▶ **What you need to do**
Line by line, return the data exactly as shown.

____ Records provided

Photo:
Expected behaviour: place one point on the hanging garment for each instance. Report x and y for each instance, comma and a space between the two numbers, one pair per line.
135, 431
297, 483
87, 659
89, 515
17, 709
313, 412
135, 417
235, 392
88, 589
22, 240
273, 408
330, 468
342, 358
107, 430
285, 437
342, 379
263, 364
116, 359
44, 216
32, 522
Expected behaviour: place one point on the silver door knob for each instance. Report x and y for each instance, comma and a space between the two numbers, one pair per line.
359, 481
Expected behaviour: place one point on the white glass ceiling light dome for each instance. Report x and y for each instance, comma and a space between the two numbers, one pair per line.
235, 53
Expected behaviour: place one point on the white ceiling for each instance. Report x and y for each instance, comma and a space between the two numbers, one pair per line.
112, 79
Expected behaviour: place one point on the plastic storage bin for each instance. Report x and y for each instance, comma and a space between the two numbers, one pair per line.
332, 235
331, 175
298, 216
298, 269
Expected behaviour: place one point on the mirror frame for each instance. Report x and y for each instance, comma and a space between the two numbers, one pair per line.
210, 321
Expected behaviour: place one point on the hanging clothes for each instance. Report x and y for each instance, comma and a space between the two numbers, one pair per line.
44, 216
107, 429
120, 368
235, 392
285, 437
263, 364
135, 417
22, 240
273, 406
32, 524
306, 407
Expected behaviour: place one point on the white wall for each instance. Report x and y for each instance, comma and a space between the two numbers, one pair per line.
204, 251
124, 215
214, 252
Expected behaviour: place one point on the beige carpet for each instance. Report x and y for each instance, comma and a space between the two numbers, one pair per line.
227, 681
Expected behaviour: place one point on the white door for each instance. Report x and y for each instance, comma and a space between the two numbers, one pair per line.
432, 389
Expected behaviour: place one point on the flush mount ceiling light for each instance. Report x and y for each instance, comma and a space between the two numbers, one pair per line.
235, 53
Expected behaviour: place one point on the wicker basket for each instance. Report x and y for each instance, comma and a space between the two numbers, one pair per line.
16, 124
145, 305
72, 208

________

▶ **Result for this task**
Photo:
Expected behaviour: place one point on the hanging garment for each instance. Report x and y for each instance, comma and a space between the two numbers, one pair per line.
135, 431
297, 483
87, 659
89, 515
17, 709
313, 412
135, 417
235, 392
88, 589
22, 240
273, 408
330, 468
342, 358
107, 430
285, 437
342, 379
263, 364
116, 359
44, 216
32, 522
Expected behaviour: place one point on the silver door knob for each instance. Report x and y for each instance, comma and a space between the two numbers, one pair per line.
359, 481
Expected behaviour: place one point on the white glass ceiling light dome for each instance. Report x and y for each instance, comma and a space between the two numbers, one pair per line.
235, 53
Expected behaviour: place one point on the white ceiling for each instance. Report x and y for each instance, comma and a space between the two numbers, one pair per line.
112, 79
Expected behaviour: place one point on the plastic storage bin for each instance. Report x and y for each instance, comma and a space between the two numbers, one pair per line.
332, 235
331, 175
298, 216
298, 269
Expected behaviour: place one point on the mirror frame for each instance. Report x and y for each instance, comma and a space between the two numbers, one pair per line.
210, 321
Expected behaviour: place one point on the hanging clothes for each instance. Report x and y for each instance, comma and a space between the two numbers, one pair per line.
44, 216
107, 429
120, 368
235, 392
285, 437
263, 364
135, 417
22, 240
273, 406
32, 524
306, 407
Expected behaviour: place one point on the white wall for each instance. Report x and y for each instance, comma and a space between the two numbers, one pair per line.
204, 251
124, 215
214, 252
Expected behaviour: place one point on the beige carpet for each instance. Report x and y for each instance, comma and a space between the two numbers, one pair per line.
227, 681
Expected behaviour: place one point on the white door for each instance. Report x and y for each instance, comma and a space between the two numbers, one pair per line.
432, 389
Expected behaviour: place one point on the flush mount ceiling light for each instance. Report x and y for each instance, comma and a space between the two numbers, one pair per line.
235, 53
Expected behaviour: place one point on the wicker basket for each instance. Report x and y for each instance, comma and a space between the two numbers, one pair per line.
16, 124
145, 305
72, 208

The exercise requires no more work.